* BEGIN Passage *
Many players, especially in the small and medium stakes, like to think that they can develop a profitable style that is unique to them. They enjoy trying unique plays and seeing what works.

While there is certainly a bit of wiggle room in terms of developing profitable strategies, for the most part, you should stick to fundamentally sound game theory optimal (meaning they are nearly unexploitable) strategies.

When I am teaching poker to my students, I always start by addressing how to play against someone who plays well. Once you know how to combat strong opponents, you can adjust to take advantage of your weaker opponents’ mistakes.

In this article, I will explain when you should deviate from fundamentally sound strategies to maximise your profits at the poker table.

A Note on Errors

There is nearly an unlimited amount of adjustments you can make to take advantage of your opponents. However, when studying poker, especially when you have a lot of room to improve, it is wise to focus on the spots that occur most frequently. If you make the same mistake over and over on a regular basis, you will spew a huge amount of equity in the long run.
* END Passage *
* BEGIN Extracted records *
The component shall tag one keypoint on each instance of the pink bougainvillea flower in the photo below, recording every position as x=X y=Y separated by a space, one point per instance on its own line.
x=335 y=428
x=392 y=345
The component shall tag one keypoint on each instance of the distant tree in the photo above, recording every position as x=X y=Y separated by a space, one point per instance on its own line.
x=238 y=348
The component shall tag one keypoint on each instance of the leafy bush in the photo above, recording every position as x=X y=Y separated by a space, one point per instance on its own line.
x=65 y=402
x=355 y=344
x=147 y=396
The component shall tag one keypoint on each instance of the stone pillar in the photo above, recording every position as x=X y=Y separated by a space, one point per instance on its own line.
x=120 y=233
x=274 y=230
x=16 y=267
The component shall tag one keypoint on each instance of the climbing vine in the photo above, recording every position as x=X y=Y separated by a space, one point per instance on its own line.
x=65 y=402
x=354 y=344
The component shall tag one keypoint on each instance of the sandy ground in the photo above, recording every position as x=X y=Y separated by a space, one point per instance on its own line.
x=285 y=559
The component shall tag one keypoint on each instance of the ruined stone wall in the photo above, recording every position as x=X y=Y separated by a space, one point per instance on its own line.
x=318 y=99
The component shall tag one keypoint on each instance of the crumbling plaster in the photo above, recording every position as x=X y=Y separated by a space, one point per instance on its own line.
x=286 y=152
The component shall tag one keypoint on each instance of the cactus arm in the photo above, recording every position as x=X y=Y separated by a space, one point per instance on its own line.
* END Extracted records *
To-do list:
#1 Please write out the poker article again, starting at "Many players, especially" and ending at "nearly unexploitable) strategies.", and substitute "limits" for "stakes".
#2 Resume the poker article after its last sentence.
These lines come from a separate source.

Final answers:
#1
Many players, especially in the small and medium limits, like to think that they can develop a profitable style that is unique to them. They enjoy trying unique plays and seeing what works.

While there is certainly a bit of wiggle room in terms of developing profitable strategies, for the most part, you should stick to fundamentally sound game theory optimal (meaning they are nearly unexploitable) strategies.

#2
To illustrate this concept, if you make the terrible error of check-folding to any bet whenever you have a straight flush, it wouldn’t cost you much money. That situation almost never takes place (because you won’t make many straight flushes in your career).

If instead, you make a small preflop error each orbit that costs you some fraction of a big blind, it would cost you quite a lot of big blinds each day, and hundreds of big blinds each year.

If a mistake would cost you hundreds (or thousands) of big blinds each year, you should want to do everything in your power to fix it.

When Your Opponents Play Well

Let’s take a look at a somewhat simple hand against a strong opponent and then compare it with how you should play against other inferior player types:

With $200 effective stacks at $1/$2, a strong player raises to $6 from the cutoff seat. You have Jh-9h on the button and decide to 3-bet to $18.

In this situation, calling could easily be the right play if the players in the blinds played poorly. But if they play well, you will find that 3-betting with a decently wide range of premium hands and decent drawing hands is a great strategy against strong opponents.

The preflop aggressor will often be able to continue applying pressure after the flop, usually winning the pot. While it is certainly not ideal if your opponent 4-bets (because you will have to fold unless the 4-bet is tiny), 3-betting or folding in this situation is typically better than calling.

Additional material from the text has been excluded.